Btw, what are you feeding?


----------



## lau02 (May 24, 2009)

oh no take him to the vets.


----------



## miimii_1 (May 25, 2009)

Pets at home brand nuggets,
Pets at home brand hay

^^ Which they ate at the petshop before we got them
I've only had her 3 weeks and since then ive introduced a new veg every 10 days so far she's had carrot and cauliflawer leafs
We also put pro biotic and vitamin C drops in the water


----------



## Jazzy (Apr 15, 2009)

Nose/lip scabs


----------



## Jazzy (Apr 15, 2009)

miimii_1 said:


> Pets at home brand nuggets,
> Pets at home brand hay
> 
> ^^ Which they ate at the petshop before we got them
> ...


A lot of guinea pig people don't recommend putting the Vitamin C drops in the water. With a good diet they don't need them.


----------



## Nonnie (Apr 15, 2009)

miimii_1 said:


> Pets at home brand nuggets,
> Pets at home brand hay
> 
> ^^ Which they ate at the petshop before we got them
> ...


Sounds good. If they arent eating much vitamin C rich fresh feed, then a supplement is a good idea. The vitamin C within a pellet mix isnt retained for very long.


----------



## Jazzy (Apr 15, 2009)

You could also try giving them a few different types of veggies. My baby guinea pig has celery (cut up into small pieces cos it can be stringy and they may choke) small amounts of lettuce (but not iceburg lettuce as this is bad for them) Romaine is the best lettuce to give but not too much although they love it. Dark green cabbage is also excellent for them (will be called Fresh greens) I also get big bags of mixed salad from Tesco for my nine piggies and give them some everyday and they love it. Dandelion leaves are also excellent for them but make sure you don't get them where dogs have fouled or where the council have been spraying. If you find some in fields or in your garden just give them a good wash in cold water before you give them. I wouldn't have thought you would have to wait for 10 days between each introduction of vegetable though. I never have and my piggies have all been fine.:thumbsup: Just start with small amounts.


----------



## Nonnie (Apr 15, 2009)

It is a good idea to introduce fresh feeds one at a time. If you give 2 or 3, and they get the runs, you wont know which ones dont agree with them. That said, ive never had a piggie with the runs.

Dandelions are the BEST source of natural and fresh vit C.

Id avoid fruits personally, too sugary, and many are very acidic.


----------



## Jazzy (Apr 15, 2009)

No I never give mine fruits either. Yes one at a time is a good idea although mine have cast iron stomachs I think because they can eat greens for England and never have tummy problems. You do have to be more careful with the younger guinea pigs though and just give them a small amount.


----------

[PROMPT 1] Rewrite the paragraph in the forum thread that begins "You could also try giving them a few different types of veggies" as a short bulleted list that keeps its main facts.

[PROVIDED DATA]
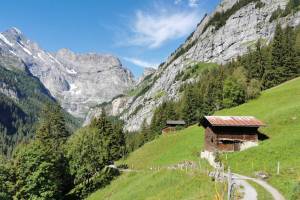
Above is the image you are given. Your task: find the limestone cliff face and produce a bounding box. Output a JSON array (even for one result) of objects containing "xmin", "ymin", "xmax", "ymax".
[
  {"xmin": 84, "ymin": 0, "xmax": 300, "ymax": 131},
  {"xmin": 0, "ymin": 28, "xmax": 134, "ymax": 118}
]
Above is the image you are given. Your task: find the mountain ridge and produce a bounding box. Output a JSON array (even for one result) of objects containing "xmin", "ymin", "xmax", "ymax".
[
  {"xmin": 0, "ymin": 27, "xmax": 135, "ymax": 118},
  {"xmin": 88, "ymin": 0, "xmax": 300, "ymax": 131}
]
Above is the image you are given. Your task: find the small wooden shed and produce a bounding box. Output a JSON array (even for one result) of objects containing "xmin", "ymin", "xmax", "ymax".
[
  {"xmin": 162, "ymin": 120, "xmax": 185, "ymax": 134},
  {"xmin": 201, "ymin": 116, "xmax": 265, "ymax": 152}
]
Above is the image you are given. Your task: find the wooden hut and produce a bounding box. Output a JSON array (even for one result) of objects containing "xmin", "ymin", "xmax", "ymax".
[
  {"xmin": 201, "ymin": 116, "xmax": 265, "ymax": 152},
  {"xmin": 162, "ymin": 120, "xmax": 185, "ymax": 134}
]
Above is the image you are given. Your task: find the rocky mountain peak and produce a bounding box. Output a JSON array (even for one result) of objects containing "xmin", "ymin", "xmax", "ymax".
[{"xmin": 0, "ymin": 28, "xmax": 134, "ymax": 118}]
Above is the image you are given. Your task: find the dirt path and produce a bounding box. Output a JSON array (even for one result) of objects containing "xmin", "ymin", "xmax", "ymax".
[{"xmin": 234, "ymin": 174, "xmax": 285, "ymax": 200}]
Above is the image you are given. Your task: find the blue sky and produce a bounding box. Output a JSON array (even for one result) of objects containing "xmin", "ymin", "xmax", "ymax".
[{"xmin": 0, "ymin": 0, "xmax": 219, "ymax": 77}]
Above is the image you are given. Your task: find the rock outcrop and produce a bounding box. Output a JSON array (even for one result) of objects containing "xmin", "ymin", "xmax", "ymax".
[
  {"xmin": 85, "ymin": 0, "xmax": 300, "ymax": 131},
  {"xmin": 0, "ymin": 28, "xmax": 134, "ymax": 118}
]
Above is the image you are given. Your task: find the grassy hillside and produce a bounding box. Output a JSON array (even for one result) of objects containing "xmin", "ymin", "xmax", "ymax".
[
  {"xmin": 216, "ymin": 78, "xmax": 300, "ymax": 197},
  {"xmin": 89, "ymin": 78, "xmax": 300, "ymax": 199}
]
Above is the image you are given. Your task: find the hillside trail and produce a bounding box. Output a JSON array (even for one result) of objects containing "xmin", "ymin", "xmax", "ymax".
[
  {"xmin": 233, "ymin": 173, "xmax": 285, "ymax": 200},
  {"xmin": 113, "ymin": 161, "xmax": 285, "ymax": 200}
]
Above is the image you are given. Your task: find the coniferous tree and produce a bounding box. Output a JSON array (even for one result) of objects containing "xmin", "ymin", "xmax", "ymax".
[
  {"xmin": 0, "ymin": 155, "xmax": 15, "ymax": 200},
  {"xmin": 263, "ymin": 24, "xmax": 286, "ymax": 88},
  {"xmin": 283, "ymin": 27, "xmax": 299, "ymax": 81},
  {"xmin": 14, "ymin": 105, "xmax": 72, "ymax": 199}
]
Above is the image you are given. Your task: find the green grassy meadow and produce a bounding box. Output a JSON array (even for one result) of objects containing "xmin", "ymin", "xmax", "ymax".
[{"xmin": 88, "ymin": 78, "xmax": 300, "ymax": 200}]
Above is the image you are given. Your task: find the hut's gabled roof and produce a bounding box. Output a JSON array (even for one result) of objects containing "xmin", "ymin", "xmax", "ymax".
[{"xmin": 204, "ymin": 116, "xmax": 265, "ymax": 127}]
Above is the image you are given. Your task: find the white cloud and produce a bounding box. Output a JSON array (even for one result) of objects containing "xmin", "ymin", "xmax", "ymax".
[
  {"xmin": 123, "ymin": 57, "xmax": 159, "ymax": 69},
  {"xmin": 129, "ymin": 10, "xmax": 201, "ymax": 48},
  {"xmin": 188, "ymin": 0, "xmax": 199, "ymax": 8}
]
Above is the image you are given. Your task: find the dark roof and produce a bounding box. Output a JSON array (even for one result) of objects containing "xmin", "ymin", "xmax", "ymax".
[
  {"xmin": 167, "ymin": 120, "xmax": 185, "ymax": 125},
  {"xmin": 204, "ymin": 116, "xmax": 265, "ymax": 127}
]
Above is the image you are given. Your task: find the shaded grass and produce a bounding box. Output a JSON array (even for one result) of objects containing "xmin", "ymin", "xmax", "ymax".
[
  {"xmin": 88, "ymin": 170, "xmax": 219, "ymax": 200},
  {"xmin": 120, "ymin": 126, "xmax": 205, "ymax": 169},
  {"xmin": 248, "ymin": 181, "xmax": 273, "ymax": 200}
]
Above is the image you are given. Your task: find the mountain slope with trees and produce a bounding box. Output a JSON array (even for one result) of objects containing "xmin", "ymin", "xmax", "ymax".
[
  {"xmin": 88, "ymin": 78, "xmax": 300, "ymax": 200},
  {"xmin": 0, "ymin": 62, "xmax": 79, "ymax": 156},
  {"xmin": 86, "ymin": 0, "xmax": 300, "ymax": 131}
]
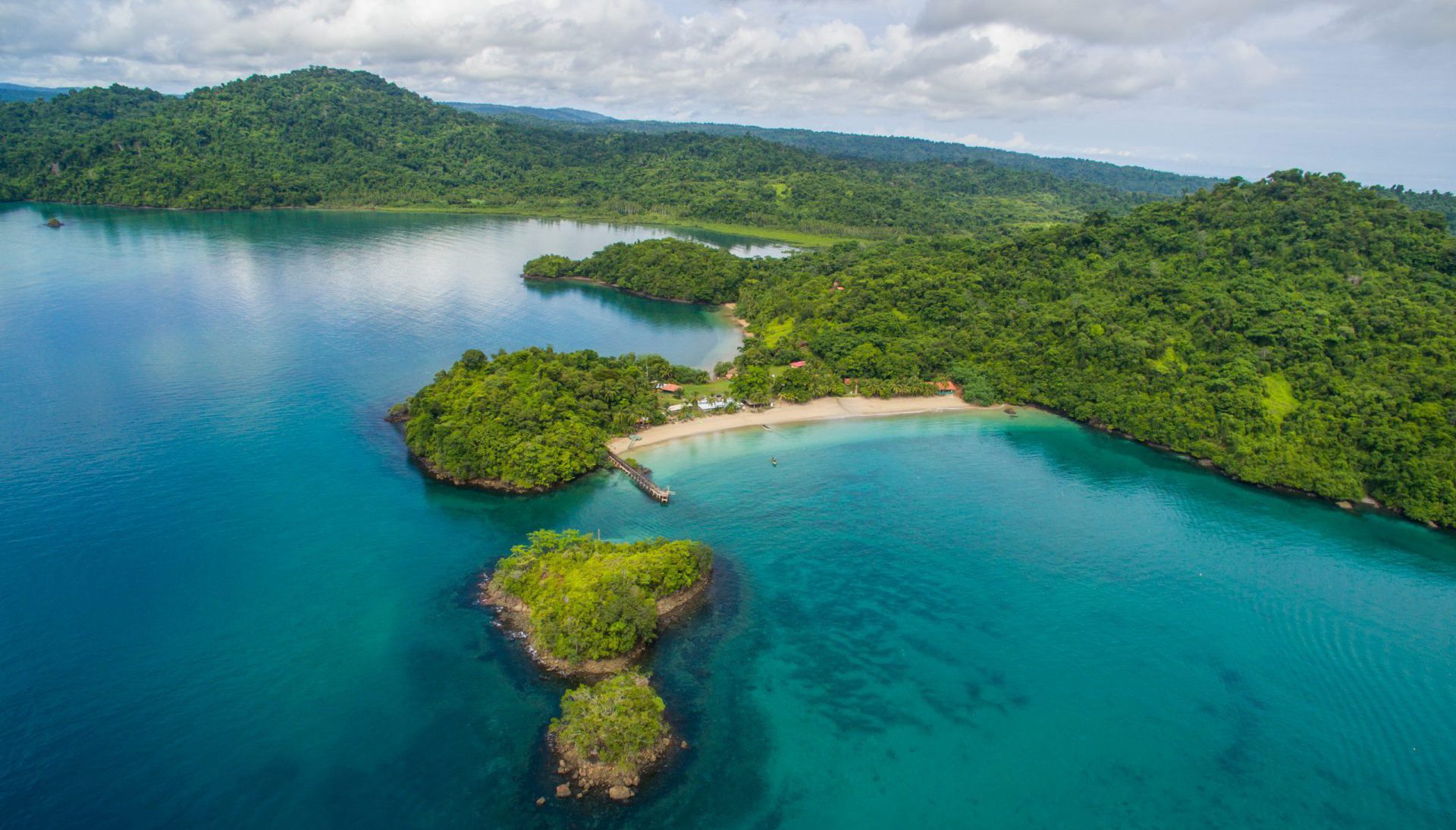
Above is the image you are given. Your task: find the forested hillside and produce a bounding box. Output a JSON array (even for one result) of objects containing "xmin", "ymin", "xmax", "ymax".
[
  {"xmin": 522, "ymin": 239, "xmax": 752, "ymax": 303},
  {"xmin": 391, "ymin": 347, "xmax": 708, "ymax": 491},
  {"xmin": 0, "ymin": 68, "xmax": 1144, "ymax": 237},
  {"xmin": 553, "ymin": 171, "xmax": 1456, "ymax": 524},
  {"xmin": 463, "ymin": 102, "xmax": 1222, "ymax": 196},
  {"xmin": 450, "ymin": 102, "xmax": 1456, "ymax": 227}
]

[PROMPT 2] Locate every line of the records that contains the word "wooden" and copy each one. Case counts.

[TASK SOLUTION 1]
- Try giving a few different types of vegetables.
- Celery is fine if cut into small pieces, since it can be stringy and they may choke.
- Give lettuce only in small amounts and never iceberg lettuce, which is bad for them. Romaine is the best, but not too much, even though they love it.
- Dark green cabbage, sold as "Fresh greens," is excellent for them.
- The writer gives nine guinea pigs some mixed salad from Tesco every day, and they love it.
- Dandelion leaves are excellent. Avoid ones from places where dogs have fouled or the council has sprayed, and wash them well in cold water first.
- The writer has never waited 10 days between new vegetables, and the guinea pigs have all been fine.
- Start with small amounts.

[TASK SOLUTION 2]
Above is the image you are given. Your task: find the small wooden shed and produce a bounding box. Output a JSON array (even for one result) of objects containing "xmin", "ymin", "xmax", "ymax".
Above is the image you are given. Your task: find the wooden hut and produce a bounding box. Output a JSON array (even for one result) of objects containing "xmin", "ymin", "xmax", "ymax".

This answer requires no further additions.